→ **Exercise materials**:
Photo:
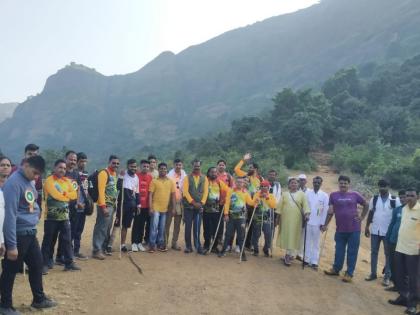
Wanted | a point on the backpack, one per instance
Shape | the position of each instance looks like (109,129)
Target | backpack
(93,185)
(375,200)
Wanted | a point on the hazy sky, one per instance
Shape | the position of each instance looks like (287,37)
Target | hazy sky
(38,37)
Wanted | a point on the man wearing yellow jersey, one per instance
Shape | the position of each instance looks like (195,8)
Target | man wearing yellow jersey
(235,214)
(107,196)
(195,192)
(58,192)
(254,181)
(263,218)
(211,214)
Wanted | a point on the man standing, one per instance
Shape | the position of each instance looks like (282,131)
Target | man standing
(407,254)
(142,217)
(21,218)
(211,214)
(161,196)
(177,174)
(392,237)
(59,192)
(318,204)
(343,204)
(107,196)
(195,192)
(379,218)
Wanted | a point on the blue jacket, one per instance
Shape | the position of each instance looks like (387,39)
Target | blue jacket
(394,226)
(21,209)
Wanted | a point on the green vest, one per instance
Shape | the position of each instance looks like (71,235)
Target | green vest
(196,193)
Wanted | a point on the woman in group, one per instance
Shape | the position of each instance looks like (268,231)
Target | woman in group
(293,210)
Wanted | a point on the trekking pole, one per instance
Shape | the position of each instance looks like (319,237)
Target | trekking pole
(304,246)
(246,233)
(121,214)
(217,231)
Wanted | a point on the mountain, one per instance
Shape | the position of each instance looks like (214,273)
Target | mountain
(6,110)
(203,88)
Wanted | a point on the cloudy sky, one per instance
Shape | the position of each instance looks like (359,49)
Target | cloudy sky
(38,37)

...

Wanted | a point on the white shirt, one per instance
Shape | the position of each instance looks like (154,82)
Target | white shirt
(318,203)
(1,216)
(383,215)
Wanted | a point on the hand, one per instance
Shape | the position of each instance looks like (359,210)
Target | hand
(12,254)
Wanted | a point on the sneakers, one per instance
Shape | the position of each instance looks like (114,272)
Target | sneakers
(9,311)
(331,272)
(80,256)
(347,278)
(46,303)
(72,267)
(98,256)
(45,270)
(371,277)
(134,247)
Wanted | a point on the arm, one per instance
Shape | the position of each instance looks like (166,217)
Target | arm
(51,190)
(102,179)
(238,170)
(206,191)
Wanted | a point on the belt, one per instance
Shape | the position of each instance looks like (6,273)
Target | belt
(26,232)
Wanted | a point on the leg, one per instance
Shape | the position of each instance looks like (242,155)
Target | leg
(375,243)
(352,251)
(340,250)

→ **What you are asked to do**: Scan the lines above for "Wanted | a point on the blue" and for "Wanted | a point on the green". Repeat exactly the line holding each of them and every line in between.

→ **Written solution**:
Wanted | a point on the blue jacket, one per instance
Shape | the position of each instance looks like (387,39)
Target | blue jacket
(394,226)
(21,209)
Wanted | a point on the green vest, one per instance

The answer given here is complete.